───── Information supplied ─────
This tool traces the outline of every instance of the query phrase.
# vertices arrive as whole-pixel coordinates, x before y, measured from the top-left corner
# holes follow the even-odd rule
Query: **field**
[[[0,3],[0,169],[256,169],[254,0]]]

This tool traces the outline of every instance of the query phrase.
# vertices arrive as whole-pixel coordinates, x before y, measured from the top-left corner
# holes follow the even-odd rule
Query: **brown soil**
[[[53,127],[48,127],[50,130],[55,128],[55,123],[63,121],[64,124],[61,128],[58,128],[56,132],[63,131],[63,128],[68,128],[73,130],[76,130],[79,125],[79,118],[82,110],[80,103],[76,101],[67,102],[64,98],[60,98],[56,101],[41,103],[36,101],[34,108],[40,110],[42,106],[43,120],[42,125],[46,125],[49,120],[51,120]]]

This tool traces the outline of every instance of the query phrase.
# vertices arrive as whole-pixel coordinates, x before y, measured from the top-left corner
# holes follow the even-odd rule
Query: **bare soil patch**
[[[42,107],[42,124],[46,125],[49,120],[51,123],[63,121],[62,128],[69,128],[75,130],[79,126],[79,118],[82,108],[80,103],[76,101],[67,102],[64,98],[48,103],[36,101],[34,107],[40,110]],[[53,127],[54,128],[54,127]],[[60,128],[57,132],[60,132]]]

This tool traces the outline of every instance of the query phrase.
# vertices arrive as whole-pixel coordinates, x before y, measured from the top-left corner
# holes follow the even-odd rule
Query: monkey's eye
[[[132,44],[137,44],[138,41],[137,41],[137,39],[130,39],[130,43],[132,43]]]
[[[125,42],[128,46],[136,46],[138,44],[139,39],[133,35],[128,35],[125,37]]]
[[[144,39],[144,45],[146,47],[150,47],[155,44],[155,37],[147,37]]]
─────
> _Problem to solve_
Copy the records above from the start through the line containing "[[[0,3],[0,169],[256,169],[254,0]]]", keeping the requests, and shift every polygon coordinate in the answers by adding 72 to it.

> _Reply_
This tool traces the outline of every instance of the query phrase.
# vertices arrive as whole-pixel coordinates, x before y, measured from the top-left corner
# holes follow the even-odd rule
Query: **field**
[[[72,75],[72,241],[328,241],[326,72]]]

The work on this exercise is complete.